■ The request
List every line in the rows below that contains the word "tail", treating uppercase and lowercase letters as different.

■ Supplied entries
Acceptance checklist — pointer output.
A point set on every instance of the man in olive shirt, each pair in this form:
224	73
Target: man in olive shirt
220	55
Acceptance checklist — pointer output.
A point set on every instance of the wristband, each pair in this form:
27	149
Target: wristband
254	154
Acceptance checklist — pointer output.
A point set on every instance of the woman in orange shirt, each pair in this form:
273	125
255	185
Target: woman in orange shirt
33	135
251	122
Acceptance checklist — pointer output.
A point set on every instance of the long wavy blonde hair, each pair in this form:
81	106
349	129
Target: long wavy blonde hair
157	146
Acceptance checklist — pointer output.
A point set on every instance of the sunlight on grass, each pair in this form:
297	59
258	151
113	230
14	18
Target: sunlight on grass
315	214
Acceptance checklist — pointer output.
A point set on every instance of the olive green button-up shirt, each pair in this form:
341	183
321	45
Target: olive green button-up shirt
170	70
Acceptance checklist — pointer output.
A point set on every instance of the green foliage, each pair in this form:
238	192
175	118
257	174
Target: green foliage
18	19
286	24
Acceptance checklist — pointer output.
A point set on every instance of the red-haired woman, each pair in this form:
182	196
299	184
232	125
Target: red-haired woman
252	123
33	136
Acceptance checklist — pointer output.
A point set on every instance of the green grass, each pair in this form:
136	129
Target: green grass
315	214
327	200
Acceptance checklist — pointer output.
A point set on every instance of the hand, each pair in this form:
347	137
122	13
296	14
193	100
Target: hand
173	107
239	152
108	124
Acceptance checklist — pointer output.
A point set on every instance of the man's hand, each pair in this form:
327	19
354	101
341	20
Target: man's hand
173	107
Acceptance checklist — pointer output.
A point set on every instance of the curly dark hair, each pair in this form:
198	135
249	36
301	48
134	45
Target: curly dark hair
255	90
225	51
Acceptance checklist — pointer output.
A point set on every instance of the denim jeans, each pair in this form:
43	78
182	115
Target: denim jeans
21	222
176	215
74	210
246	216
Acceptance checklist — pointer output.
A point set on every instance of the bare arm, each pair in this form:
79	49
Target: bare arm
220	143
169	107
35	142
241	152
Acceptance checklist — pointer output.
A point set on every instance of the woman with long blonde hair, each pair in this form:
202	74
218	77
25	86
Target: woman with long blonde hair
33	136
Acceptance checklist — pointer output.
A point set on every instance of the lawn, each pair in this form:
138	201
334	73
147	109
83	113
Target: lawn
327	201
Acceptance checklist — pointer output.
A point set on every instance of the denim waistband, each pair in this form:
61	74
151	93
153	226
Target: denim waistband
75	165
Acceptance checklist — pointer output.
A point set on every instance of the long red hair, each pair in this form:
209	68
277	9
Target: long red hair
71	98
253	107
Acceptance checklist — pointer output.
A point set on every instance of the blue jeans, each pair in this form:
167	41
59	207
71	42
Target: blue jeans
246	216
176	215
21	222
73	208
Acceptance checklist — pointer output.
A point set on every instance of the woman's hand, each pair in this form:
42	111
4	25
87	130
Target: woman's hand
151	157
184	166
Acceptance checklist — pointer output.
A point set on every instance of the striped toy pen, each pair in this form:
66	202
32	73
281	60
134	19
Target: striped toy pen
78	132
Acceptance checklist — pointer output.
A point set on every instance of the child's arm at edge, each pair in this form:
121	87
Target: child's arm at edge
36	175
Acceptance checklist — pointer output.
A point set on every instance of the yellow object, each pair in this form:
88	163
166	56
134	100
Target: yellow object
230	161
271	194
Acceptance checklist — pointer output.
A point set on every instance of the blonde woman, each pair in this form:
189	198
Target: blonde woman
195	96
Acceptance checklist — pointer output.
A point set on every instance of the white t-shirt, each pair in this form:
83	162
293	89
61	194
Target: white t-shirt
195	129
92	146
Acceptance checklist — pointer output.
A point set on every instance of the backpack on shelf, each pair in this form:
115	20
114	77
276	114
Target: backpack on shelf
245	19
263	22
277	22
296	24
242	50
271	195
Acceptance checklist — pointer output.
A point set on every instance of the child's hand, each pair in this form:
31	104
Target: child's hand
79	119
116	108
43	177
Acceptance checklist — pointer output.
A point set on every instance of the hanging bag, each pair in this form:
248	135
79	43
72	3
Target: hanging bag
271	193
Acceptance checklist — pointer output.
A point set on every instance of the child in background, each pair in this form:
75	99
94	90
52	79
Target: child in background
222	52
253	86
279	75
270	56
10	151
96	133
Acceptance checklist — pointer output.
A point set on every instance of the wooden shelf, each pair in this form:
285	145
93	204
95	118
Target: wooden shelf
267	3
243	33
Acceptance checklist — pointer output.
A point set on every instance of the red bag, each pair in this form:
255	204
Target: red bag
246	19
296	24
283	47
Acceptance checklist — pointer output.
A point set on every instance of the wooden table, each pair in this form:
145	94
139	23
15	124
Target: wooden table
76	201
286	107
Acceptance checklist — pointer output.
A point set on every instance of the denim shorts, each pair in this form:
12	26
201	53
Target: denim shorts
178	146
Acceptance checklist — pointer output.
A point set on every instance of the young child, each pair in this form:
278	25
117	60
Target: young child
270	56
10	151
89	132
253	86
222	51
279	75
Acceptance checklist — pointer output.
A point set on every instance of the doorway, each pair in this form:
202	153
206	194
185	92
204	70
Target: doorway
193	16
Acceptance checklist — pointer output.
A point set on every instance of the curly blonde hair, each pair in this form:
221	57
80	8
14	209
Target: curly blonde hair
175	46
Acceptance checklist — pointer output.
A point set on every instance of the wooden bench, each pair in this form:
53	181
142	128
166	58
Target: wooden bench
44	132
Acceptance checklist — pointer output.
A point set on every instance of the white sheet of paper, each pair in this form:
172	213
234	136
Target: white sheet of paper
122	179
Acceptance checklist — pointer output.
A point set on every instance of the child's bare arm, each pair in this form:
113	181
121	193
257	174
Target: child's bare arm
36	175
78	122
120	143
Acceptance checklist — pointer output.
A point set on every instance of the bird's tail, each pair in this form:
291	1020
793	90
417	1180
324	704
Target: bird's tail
---
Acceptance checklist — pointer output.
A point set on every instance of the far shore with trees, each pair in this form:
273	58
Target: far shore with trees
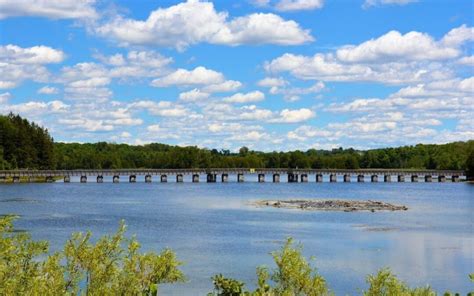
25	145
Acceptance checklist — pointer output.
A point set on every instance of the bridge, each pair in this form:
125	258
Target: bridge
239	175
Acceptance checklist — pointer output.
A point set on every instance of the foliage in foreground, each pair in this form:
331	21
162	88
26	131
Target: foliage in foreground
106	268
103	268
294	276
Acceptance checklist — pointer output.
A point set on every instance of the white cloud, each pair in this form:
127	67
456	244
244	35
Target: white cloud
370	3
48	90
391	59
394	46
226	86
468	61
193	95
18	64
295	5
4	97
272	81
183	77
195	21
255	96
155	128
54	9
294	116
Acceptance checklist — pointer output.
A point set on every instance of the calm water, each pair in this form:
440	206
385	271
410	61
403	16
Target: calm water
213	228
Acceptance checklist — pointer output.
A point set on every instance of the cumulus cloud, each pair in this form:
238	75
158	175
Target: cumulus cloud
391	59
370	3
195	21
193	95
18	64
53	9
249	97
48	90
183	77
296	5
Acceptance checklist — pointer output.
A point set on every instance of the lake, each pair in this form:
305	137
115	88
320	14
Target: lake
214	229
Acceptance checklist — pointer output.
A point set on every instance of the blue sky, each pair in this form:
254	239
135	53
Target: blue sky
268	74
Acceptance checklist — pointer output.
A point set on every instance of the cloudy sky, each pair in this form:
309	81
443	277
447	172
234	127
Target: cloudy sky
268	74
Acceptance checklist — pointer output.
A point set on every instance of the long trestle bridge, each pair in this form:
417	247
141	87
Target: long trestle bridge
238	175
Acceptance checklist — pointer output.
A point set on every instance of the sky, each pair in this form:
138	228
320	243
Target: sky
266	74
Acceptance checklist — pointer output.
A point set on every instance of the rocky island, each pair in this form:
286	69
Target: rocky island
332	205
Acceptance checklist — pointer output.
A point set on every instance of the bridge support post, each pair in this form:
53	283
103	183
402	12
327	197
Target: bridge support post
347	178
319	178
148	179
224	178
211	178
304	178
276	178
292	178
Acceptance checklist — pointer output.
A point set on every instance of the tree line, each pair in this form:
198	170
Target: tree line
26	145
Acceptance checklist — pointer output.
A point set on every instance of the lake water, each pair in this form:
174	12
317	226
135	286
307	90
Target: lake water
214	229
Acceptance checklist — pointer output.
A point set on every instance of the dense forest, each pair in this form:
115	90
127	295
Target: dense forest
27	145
* * *
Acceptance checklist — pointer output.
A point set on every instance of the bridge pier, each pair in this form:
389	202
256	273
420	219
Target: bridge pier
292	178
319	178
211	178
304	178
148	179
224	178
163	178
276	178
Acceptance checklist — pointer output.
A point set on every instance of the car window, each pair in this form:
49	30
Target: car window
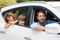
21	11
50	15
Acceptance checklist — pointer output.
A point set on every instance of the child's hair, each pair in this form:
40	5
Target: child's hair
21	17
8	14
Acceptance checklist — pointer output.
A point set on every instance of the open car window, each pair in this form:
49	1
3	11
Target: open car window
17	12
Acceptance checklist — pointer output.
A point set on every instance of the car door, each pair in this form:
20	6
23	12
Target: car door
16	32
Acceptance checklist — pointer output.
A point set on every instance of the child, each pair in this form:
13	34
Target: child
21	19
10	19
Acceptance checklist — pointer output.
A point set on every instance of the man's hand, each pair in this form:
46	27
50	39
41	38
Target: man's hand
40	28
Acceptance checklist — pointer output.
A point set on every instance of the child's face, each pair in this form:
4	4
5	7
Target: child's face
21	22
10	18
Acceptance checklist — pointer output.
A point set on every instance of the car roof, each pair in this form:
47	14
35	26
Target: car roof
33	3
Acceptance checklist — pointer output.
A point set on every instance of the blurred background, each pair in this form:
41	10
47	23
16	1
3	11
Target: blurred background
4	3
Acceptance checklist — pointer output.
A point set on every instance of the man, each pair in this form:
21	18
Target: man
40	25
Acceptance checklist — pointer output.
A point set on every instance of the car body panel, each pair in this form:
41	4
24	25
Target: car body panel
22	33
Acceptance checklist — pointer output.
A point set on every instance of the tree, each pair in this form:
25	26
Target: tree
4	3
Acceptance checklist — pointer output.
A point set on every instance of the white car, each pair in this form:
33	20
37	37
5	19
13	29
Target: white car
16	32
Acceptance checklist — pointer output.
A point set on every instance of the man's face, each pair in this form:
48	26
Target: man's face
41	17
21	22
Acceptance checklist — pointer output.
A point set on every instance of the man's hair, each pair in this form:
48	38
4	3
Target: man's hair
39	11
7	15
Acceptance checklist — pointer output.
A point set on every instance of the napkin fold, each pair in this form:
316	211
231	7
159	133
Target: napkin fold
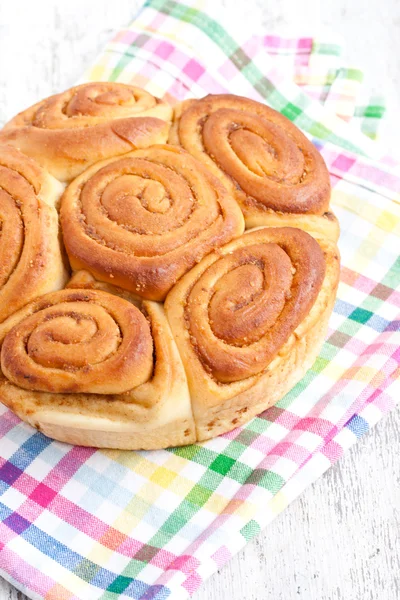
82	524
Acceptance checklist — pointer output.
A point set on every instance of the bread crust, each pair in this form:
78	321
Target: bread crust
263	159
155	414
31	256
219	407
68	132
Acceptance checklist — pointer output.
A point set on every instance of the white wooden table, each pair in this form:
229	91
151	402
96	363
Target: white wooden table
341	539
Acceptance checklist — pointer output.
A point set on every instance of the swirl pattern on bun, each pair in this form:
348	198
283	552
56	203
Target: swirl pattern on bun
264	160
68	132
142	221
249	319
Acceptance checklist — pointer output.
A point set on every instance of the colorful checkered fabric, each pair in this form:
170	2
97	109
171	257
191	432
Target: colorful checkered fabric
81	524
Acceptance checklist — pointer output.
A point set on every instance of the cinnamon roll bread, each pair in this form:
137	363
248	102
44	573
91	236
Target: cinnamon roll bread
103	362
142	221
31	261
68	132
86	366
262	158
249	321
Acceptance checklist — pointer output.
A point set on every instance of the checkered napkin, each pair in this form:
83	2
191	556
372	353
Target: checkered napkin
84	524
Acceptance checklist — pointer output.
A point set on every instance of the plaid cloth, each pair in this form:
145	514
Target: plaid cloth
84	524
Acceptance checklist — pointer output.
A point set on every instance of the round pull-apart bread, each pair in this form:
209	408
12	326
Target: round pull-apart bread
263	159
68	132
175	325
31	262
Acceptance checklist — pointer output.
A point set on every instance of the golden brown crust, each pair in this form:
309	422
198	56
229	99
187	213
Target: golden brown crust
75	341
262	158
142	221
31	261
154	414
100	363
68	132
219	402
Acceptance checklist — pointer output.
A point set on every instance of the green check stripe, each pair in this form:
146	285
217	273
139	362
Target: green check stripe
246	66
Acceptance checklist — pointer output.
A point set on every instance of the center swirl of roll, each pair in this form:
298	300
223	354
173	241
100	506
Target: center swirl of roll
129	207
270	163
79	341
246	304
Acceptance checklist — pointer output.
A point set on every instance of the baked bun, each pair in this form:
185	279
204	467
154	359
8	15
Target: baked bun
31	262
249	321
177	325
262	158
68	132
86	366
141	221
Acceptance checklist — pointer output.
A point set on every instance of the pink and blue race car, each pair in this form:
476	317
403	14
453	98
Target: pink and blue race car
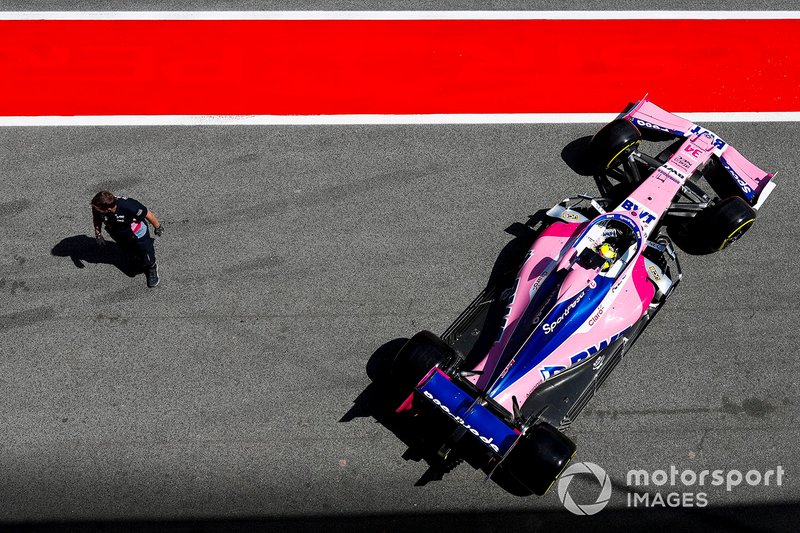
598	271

■ Task solution
A point set on every instance of the bird's tail, each pair in this form:
Target: bird's tail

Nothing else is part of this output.